> [What you are asked to do] In the material below, copy out word for word the lines from the one containing "Task: identify the white bikini bottom" to the one containing "(1020, 792)", both included, and nothing else.

#####

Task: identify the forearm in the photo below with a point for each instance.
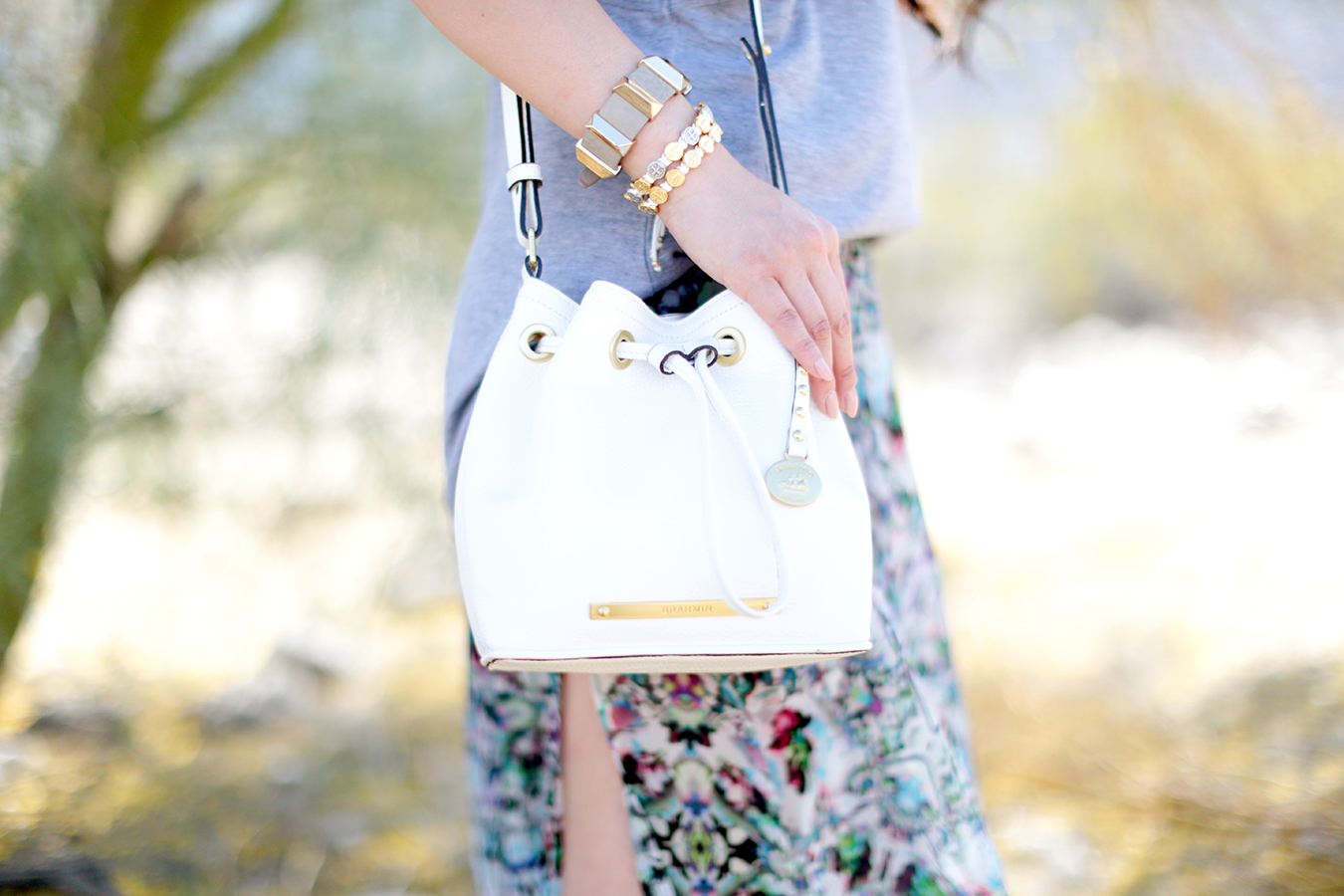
(560, 55)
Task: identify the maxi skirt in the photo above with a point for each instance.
(847, 777)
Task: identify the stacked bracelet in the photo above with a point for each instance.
(678, 158)
(610, 133)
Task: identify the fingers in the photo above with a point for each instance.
(793, 315)
(829, 288)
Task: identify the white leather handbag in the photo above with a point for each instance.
(644, 493)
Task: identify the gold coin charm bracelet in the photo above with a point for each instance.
(668, 172)
(633, 103)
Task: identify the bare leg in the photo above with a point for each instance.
(598, 854)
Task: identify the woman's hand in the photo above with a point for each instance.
(767, 247)
(779, 257)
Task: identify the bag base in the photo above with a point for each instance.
(709, 664)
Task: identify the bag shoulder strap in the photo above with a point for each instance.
(525, 175)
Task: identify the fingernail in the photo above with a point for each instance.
(832, 406)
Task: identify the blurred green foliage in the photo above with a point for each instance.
(188, 129)
(1131, 158)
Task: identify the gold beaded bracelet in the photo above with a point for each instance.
(678, 158)
(633, 103)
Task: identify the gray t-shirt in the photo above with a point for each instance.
(837, 81)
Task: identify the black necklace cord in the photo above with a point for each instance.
(756, 53)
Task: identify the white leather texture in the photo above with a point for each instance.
(584, 484)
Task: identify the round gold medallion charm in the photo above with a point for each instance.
(791, 483)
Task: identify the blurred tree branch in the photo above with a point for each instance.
(211, 80)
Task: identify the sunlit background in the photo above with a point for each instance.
(1121, 341)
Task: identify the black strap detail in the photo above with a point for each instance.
(531, 204)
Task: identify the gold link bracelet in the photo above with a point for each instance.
(633, 103)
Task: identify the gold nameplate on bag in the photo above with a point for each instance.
(791, 483)
(671, 608)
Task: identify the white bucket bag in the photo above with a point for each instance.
(644, 493)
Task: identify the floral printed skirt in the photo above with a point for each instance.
(847, 777)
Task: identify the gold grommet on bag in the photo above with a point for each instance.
(531, 337)
(738, 338)
(617, 361)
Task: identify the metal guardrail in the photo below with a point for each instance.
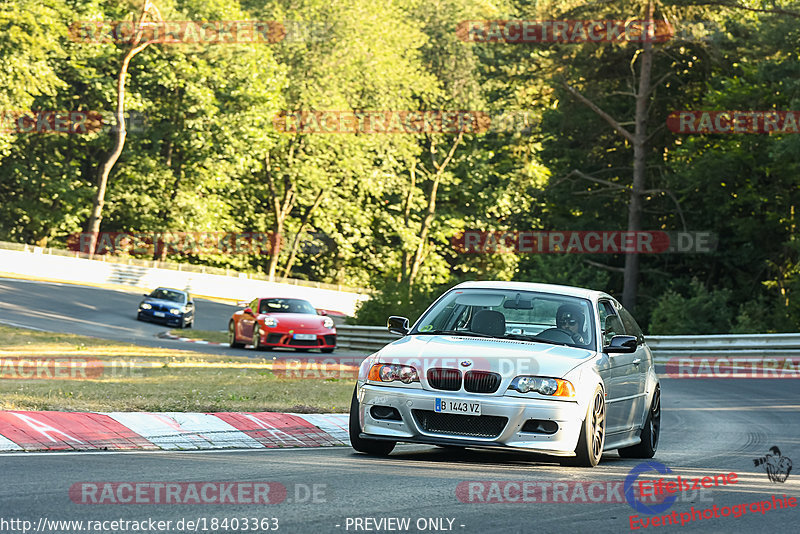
(172, 266)
(373, 338)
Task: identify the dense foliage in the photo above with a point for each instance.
(382, 210)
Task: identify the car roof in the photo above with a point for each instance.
(172, 289)
(553, 289)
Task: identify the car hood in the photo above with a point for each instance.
(508, 357)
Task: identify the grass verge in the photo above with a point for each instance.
(177, 380)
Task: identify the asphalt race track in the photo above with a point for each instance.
(104, 313)
(710, 427)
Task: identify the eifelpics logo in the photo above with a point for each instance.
(630, 487)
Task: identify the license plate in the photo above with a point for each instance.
(462, 407)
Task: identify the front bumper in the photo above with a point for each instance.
(163, 317)
(325, 340)
(503, 416)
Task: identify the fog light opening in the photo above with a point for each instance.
(386, 413)
(540, 426)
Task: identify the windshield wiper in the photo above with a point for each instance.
(456, 333)
(523, 337)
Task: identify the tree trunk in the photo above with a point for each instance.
(639, 140)
(430, 214)
(93, 226)
(281, 209)
(406, 259)
(303, 223)
(631, 276)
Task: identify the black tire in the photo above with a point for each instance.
(369, 446)
(232, 337)
(589, 449)
(650, 433)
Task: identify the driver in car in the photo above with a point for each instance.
(570, 319)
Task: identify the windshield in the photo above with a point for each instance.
(511, 314)
(286, 306)
(168, 294)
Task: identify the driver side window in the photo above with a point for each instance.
(610, 322)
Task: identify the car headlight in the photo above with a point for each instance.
(554, 387)
(389, 372)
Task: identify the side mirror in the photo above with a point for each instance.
(398, 325)
(621, 345)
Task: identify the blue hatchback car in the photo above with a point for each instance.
(168, 306)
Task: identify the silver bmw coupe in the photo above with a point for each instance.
(549, 369)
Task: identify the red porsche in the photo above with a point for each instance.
(267, 323)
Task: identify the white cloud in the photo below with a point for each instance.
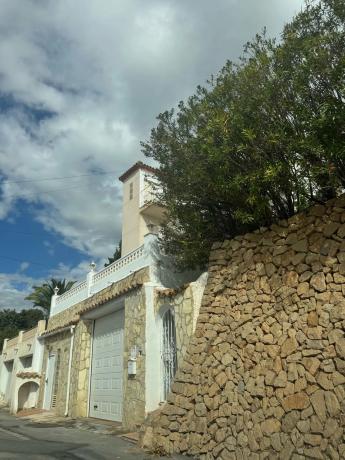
(102, 70)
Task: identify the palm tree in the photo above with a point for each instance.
(41, 295)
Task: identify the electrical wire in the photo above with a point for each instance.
(39, 192)
(101, 173)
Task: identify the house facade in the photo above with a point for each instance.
(20, 368)
(113, 341)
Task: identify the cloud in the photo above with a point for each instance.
(24, 266)
(81, 84)
(14, 288)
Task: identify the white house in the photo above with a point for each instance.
(114, 340)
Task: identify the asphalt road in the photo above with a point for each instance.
(21, 439)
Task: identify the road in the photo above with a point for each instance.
(21, 439)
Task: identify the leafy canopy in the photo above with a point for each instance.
(41, 295)
(12, 321)
(263, 140)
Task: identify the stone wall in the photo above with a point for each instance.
(264, 374)
(134, 336)
(80, 372)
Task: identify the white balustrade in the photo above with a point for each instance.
(130, 263)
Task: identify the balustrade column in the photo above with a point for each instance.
(89, 278)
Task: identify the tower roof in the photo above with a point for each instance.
(134, 168)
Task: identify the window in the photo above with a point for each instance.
(27, 362)
(169, 353)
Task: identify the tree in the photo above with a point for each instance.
(41, 295)
(262, 141)
(116, 255)
(12, 321)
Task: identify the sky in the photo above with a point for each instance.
(81, 84)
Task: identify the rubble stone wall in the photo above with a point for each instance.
(185, 304)
(59, 345)
(264, 374)
(134, 336)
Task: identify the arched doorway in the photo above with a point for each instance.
(27, 395)
(169, 356)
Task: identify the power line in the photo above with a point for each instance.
(23, 261)
(44, 191)
(101, 173)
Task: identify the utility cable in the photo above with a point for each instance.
(20, 181)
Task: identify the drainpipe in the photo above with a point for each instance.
(72, 329)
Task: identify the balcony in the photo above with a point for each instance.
(96, 281)
(149, 205)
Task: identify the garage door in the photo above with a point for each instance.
(107, 368)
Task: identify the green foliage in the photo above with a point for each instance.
(41, 295)
(12, 321)
(116, 255)
(262, 141)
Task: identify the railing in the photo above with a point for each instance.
(12, 342)
(132, 262)
(108, 272)
(74, 295)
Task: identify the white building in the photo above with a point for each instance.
(20, 368)
(114, 340)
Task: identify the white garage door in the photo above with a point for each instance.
(107, 368)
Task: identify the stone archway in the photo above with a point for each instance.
(27, 395)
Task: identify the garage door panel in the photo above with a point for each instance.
(107, 368)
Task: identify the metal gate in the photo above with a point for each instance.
(169, 357)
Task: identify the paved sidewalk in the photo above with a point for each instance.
(61, 439)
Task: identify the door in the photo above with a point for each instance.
(169, 354)
(106, 391)
(9, 372)
(49, 382)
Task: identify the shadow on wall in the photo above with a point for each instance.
(27, 395)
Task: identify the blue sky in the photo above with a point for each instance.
(78, 92)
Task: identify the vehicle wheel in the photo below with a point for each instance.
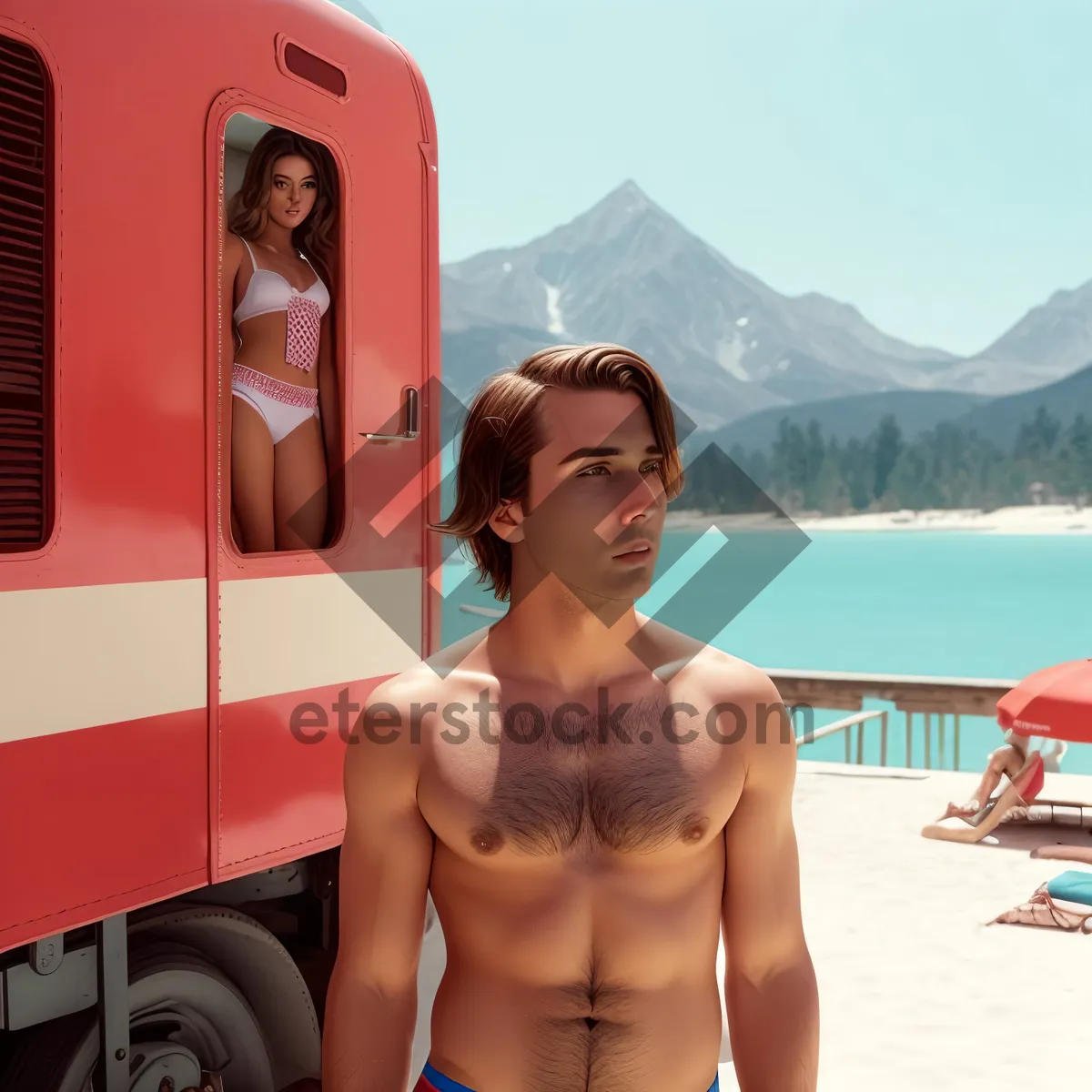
(186, 1016)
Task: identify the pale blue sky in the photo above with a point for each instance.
(927, 161)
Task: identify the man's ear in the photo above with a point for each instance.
(507, 521)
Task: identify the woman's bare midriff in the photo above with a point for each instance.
(263, 345)
(594, 973)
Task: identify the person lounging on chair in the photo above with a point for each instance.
(1021, 767)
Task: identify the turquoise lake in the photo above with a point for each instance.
(901, 603)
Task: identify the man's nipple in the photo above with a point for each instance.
(693, 830)
(486, 840)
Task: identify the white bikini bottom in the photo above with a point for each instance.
(283, 407)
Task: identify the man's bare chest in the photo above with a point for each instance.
(567, 780)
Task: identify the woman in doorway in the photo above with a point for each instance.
(277, 284)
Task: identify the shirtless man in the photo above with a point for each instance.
(589, 796)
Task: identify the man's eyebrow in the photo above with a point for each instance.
(652, 449)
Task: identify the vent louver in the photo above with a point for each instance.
(25, 316)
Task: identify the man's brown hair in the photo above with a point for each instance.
(502, 432)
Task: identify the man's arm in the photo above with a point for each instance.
(770, 987)
(386, 858)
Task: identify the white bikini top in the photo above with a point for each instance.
(270, 292)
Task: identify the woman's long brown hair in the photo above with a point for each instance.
(246, 213)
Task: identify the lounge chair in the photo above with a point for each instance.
(1020, 792)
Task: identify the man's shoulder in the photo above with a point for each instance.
(719, 676)
(430, 680)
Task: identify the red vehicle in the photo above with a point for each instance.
(168, 833)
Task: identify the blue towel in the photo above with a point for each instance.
(1071, 887)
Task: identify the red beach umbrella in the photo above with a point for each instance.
(1055, 703)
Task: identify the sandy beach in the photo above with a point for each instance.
(916, 992)
(1025, 520)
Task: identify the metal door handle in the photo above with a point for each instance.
(410, 432)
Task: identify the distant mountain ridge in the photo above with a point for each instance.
(915, 412)
(726, 344)
(626, 271)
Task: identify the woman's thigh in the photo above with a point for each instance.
(300, 489)
(251, 478)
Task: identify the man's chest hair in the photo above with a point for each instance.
(563, 782)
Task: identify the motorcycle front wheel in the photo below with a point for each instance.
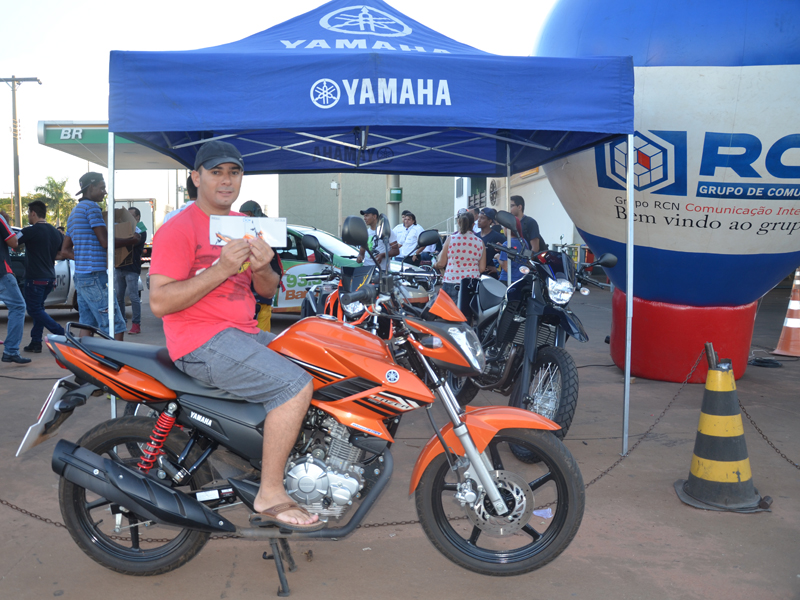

#####

> [Solution to this task]
Task: identify the white bikini bottom in the photo above with a point for each instance.
(283, 407)
Task: identify the man's bare chest in the photo above with a point for each instance.
(567, 780)
Task: identify the woman in doorway in the photo above with a point for each instance.
(277, 284)
Task: identify the shirtless man in the photo above with a point for each instance.
(589, 796)
Task: identify the man's eyebrow in the photo above with a point for each instance.
(652, 449)
Task: identify the vent louver in the photo above with a point for each instance.
(25, 316)
Task: identify the man's brown hair in the photo above with a point for each instance.
(502, 432)
Task: identify the man's arm in the photo above with a point for each instance.
(770, 987)
(386, 858)
Task: identify the white bikini top in the photo above with a point for each instance.
(270, 292)
Task: identify the woman's long brown hair in the photo above with a point for each instance.
(246, 213)
Task: identify the lounge chair in the photo above with a point for each instance.
(1020, 792)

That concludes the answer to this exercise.